▶ **EXERCISE GOAL**:
Reproduce the line containing "Pinpoint boy's right arm in the picture." exactly, along with each line after it through the end of the data; pictures are left out.

▶ **STORED RECORDS**:
○ ○ ○ ○

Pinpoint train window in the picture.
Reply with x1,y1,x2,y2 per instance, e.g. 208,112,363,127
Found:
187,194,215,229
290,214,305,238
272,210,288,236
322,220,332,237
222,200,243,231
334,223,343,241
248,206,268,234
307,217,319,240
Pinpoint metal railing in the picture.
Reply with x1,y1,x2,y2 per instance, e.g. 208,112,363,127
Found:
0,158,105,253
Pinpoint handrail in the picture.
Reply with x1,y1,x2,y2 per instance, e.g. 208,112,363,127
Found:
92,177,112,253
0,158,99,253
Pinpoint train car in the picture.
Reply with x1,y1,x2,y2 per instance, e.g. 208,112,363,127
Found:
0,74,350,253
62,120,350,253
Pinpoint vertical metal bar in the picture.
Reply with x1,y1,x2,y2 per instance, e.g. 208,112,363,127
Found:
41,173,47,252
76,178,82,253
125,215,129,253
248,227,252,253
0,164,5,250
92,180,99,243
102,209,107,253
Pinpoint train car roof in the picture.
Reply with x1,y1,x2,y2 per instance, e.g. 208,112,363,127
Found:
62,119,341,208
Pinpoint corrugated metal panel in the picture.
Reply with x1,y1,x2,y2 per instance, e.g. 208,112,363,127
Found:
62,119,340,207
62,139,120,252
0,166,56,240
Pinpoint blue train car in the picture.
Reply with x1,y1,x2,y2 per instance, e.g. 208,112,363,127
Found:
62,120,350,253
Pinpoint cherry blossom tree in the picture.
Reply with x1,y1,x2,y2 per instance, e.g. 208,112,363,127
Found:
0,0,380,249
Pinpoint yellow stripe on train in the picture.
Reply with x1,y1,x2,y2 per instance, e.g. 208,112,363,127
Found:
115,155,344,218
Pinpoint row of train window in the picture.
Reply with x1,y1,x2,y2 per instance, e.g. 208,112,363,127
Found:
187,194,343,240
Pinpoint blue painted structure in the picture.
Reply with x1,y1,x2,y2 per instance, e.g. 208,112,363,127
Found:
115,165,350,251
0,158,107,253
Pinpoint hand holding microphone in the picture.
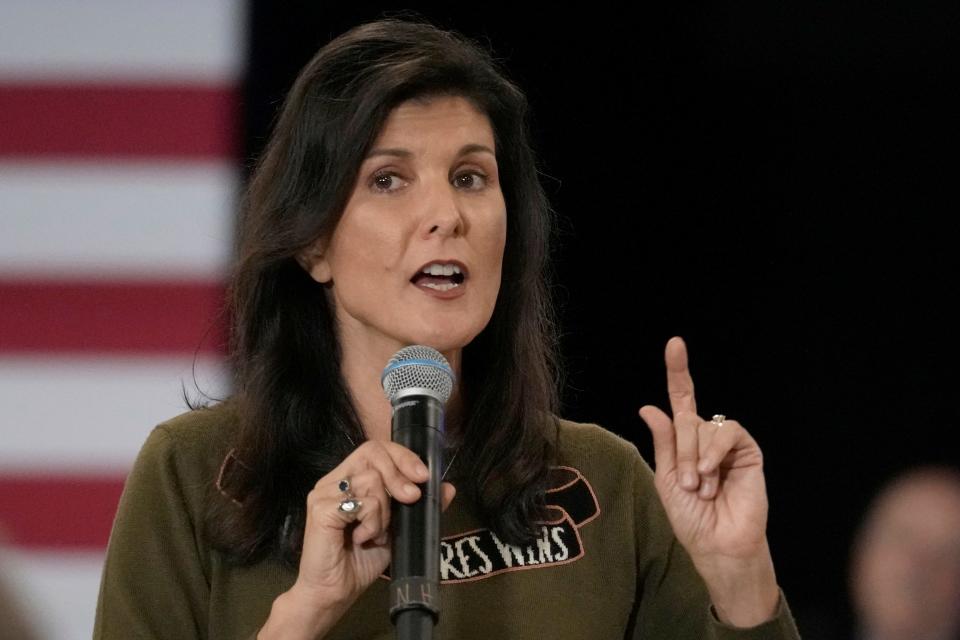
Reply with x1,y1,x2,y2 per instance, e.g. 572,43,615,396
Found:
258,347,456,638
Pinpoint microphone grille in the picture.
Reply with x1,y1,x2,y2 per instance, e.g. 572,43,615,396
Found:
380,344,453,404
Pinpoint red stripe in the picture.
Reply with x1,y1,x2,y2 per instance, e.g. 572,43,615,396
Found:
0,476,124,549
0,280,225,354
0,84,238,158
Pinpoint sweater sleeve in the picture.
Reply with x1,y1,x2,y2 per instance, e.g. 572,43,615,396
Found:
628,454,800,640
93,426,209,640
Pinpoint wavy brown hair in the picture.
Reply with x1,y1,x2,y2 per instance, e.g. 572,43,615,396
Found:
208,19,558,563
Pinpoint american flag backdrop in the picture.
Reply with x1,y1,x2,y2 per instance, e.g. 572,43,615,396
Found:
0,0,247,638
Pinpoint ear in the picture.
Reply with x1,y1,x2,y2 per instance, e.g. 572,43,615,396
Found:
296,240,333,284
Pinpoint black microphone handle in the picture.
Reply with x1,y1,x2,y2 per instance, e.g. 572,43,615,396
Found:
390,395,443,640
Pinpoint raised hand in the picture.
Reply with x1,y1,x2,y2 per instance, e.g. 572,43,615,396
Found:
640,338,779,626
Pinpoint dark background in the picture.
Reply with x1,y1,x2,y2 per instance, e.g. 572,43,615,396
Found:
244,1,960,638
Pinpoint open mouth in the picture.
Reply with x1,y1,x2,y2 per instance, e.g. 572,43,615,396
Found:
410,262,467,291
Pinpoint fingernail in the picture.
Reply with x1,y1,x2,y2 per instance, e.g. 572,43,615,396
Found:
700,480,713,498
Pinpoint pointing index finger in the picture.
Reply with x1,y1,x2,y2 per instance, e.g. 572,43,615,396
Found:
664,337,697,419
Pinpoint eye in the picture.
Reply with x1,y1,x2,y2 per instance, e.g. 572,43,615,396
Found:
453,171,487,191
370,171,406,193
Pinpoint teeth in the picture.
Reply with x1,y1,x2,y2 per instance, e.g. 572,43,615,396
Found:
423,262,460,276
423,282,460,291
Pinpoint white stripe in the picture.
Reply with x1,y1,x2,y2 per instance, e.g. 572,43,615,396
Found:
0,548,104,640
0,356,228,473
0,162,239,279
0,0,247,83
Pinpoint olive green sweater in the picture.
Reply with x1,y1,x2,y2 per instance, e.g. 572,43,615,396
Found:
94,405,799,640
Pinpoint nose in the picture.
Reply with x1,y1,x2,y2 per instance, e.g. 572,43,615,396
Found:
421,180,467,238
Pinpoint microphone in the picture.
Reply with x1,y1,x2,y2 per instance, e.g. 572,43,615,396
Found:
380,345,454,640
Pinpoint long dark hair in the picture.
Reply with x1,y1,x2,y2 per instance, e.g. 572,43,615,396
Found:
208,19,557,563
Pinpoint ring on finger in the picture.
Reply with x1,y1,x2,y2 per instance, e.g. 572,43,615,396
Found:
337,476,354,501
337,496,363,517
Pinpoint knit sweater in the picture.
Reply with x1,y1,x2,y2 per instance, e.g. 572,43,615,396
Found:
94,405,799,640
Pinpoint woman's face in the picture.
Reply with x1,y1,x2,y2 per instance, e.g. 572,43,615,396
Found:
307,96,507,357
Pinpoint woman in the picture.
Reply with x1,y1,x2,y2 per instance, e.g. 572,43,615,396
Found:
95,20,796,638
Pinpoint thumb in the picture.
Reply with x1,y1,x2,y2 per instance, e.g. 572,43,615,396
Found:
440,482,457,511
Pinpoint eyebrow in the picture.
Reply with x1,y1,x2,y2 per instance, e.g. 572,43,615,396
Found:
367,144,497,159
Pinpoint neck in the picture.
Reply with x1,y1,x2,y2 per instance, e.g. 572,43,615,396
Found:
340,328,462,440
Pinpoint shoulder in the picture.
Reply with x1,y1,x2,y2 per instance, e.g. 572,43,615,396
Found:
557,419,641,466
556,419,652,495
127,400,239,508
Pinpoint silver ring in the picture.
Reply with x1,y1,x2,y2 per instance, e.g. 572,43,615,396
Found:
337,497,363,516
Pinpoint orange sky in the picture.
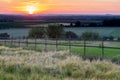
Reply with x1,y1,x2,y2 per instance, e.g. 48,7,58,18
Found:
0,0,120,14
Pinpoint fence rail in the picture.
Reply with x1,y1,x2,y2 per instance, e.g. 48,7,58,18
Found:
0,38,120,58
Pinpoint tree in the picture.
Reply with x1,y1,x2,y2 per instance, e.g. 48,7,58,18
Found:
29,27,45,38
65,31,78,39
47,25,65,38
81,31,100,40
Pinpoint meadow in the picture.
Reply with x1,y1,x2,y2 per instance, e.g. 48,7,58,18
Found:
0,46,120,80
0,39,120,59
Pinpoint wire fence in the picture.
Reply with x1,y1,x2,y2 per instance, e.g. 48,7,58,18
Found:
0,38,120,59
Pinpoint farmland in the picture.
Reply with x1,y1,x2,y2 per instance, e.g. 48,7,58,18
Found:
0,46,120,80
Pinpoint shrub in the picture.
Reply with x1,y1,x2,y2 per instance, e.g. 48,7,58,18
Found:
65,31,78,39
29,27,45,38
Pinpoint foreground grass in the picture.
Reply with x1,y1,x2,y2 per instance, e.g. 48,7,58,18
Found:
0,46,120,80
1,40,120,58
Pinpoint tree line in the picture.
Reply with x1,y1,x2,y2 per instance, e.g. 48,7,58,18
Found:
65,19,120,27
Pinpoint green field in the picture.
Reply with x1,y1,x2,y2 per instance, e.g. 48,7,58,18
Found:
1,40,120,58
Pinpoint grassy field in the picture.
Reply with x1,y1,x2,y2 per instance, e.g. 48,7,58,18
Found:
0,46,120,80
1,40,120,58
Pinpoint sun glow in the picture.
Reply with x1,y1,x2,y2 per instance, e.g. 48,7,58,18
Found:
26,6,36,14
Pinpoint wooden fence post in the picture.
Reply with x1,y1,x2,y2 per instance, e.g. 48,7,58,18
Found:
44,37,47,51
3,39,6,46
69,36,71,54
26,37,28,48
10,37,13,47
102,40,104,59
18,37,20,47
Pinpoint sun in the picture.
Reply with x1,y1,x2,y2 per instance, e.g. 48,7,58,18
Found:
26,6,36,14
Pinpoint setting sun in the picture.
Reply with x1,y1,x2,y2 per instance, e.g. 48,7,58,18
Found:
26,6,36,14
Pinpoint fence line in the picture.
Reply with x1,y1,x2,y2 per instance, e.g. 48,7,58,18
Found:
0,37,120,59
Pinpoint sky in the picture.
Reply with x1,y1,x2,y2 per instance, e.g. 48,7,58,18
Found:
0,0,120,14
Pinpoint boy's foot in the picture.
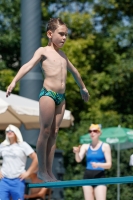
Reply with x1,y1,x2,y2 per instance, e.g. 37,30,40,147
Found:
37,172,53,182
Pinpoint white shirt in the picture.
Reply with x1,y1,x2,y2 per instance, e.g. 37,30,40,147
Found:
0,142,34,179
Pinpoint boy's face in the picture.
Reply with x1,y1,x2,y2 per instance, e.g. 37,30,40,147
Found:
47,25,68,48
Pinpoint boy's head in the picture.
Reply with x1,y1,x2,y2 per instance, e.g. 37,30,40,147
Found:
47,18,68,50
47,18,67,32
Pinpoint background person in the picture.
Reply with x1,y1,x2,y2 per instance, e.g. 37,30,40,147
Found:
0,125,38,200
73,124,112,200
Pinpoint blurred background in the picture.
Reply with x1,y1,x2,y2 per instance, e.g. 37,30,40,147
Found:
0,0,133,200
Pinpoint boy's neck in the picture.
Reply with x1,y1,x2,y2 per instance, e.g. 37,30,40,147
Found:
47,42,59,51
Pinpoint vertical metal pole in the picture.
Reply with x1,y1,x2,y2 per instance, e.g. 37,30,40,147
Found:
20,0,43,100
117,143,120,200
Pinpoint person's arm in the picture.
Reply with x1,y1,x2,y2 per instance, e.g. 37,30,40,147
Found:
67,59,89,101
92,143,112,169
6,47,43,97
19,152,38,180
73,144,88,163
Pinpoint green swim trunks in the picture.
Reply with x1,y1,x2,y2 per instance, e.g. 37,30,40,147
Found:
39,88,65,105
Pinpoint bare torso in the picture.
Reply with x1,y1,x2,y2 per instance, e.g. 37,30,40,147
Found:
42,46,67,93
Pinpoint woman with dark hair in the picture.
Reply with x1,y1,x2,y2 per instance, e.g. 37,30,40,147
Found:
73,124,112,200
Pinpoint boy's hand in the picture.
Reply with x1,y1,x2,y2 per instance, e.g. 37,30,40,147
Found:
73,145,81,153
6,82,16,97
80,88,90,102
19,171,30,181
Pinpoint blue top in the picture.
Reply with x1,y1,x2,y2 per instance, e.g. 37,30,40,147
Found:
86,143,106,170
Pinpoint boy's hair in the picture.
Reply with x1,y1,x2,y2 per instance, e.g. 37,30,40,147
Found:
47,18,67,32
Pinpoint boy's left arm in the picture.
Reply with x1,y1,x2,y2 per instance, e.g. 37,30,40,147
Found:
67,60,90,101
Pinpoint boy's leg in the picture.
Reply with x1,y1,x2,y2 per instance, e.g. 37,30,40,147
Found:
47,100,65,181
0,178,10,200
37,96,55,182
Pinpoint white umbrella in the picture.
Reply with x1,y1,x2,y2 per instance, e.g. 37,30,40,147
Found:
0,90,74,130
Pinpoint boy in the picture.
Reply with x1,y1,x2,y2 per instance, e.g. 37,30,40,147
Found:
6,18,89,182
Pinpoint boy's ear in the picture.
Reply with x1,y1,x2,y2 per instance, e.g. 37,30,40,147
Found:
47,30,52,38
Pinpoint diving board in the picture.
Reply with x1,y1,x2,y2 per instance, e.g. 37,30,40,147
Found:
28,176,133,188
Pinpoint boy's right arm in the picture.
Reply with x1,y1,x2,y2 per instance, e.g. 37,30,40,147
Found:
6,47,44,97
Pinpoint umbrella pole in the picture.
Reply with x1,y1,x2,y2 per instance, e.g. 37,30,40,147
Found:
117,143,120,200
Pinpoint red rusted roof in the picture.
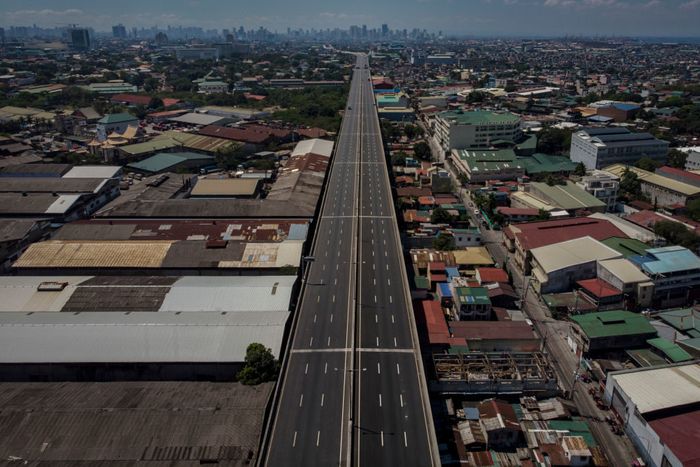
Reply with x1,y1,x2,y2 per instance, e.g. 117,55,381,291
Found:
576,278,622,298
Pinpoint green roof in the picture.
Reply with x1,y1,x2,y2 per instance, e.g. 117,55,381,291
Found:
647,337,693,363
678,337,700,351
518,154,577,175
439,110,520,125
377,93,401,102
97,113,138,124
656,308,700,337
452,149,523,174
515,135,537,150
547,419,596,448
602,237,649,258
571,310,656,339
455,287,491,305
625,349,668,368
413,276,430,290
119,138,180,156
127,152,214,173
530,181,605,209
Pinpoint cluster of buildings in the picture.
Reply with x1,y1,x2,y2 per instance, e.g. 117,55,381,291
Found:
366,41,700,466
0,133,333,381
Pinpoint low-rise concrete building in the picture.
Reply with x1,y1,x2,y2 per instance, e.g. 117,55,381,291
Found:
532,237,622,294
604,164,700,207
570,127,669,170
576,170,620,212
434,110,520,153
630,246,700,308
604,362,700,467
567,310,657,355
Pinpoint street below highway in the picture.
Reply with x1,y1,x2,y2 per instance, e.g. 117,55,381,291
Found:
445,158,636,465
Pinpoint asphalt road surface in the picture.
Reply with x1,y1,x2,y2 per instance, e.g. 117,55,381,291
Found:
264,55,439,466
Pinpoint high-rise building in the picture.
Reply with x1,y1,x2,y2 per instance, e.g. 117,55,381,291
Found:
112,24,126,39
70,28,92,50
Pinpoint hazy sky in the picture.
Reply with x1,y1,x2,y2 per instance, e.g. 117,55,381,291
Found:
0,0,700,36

○ ○ ○ ○

▶ **OUTPUT**:
Pinpoint boy's right arm in the picture.
Reply with x1,y1,x2,y2 per instance, e.g. 37,30,40,147
Found:
6,47,44,97
Pinpoint umbrella pole in the picture.
Reply with x1,y1,x2,y2 per instance, e.g. 37,30,40,147
Found:
117,143,120,200
Pinpoint red rusted roof in the picture.
Reply with x1,y1,x2,y2 per instance, e.g. 117,55,381,291
Found:
576,278,622,298
Pinpoint green roof in the picture.
Reply with x1,y1,x2,y2 per instance, e.g. 117,55,381,291
Found:
647,337,693,363
678,337,700,351
518,154,577,175
439,110,520,125
377,93,401,102
97,113,138,124
656,308,700,337
452,149,523,174
515,135,537,150
547,419,596,448
602,237,649,258
571,310,656,339
455,287,491,305
625,349,668,368
413,276,430,290
119,138,180,156
127,152,214,173
530,181,605,209
Pinpoint cluster of buildings in the picture.
Reply with x1,y1,x2,y2 per instance, e.g. 117,55,381,291
Found:
366,41,700,466
0,133,333,381
Pinpoint low-rise concrete building in the picture.
Reply with x1,y1,x2,y2 per instance, e.g. 117,55,381,291
Found:
532,237,622,294
604,164,700,207
570,127,669,170
576,170,620,212
434,110,520,153
630,246,700,308
604,362,700,467
567,310,657,355
Pinpoint street below highway in the picture.
Reply with x1,y1,x2,y2 per instance, e.g. 117,55,381,291
Found:
445,158,636,465
Pinpoint asphalt road surface in the picture.
Reply with x1,y1,x2,y2 per instance, e.g. 117,55,381,291
Found:
264,55,439,466
Pinpoint high-rise building in the picture.
Reply with x1,y1,x2,y2 per instance, e.g. 117,55,381,291
Found:
112,24,126,39
70,28,92,50
Pinpoint hazy sky in the picture.
Reply with x1,y1,x2,y2 per instance, e.g. 117,55,381,291
Found:
0,0,700,36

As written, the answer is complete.